## Written problem
Put the records, from their first line up to and including the line with "[[[162,45],[164,40],[164,32],[163,31],[147,31],[147,43]]]", into a Markdown table with the columns Row and Line. Number each row and leave out blank lines.

## Record set
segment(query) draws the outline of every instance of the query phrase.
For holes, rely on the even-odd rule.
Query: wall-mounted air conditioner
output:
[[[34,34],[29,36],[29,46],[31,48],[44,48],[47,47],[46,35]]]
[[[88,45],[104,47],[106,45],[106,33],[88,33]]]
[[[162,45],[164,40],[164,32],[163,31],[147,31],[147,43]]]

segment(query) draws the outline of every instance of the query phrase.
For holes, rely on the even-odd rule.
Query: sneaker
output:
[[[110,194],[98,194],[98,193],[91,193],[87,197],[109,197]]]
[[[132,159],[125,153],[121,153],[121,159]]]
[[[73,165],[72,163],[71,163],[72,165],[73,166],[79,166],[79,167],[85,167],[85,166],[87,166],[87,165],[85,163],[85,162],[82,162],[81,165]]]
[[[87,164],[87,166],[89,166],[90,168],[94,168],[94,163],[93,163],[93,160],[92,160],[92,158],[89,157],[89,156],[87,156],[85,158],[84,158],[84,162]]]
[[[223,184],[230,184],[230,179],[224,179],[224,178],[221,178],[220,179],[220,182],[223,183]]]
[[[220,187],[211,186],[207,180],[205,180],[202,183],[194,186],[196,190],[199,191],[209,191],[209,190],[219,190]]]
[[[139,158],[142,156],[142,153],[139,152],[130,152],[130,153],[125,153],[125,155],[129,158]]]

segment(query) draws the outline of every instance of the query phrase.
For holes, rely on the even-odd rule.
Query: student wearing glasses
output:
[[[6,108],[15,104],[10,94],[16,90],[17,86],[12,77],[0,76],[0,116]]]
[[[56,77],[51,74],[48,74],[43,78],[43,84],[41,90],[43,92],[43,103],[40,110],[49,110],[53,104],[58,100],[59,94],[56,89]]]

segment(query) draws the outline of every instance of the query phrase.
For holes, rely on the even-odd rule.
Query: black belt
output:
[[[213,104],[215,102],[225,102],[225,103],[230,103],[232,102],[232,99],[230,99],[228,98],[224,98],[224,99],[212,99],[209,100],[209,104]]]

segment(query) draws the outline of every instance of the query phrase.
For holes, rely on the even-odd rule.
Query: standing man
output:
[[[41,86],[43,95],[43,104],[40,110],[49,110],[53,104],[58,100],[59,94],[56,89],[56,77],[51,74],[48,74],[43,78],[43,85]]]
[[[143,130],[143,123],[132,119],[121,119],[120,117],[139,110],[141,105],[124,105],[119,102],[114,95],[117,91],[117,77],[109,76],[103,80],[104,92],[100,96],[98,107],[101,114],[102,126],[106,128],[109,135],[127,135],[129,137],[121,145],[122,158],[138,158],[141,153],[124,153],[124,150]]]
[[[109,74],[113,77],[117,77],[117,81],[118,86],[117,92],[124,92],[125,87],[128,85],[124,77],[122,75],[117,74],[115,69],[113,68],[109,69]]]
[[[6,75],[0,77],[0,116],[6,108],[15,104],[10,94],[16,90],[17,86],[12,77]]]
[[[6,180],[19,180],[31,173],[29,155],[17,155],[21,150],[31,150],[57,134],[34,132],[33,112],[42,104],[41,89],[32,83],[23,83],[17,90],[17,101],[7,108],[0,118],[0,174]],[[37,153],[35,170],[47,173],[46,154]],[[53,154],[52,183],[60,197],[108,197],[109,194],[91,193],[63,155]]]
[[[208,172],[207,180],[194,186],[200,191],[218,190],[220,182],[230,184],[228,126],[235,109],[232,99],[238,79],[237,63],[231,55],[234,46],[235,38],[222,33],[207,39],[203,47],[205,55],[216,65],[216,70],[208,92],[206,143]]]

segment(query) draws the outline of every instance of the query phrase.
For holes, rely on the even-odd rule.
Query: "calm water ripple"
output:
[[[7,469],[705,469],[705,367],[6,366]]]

## Written answer
| Row | Line |
|---|---|
| 1 | segment(query) draws the outline of every instance of the query phrase. |
| 2 | For holes, rely on the even-odd rule. |
| 3 | Query: wall-mounted air conditioner |
| 4 | output: |
| 5 | [[[34,34],[29,36],[29,46],[31,48],[44,48],[47,47],[46,35]]] |
| 6 | [[[88,45],[104,47],[106,45],[106,33],[88,33]]] |
| 7 | [[[162,45],[164,40],[164,32],[163,31],[147,31],[147,43]]] |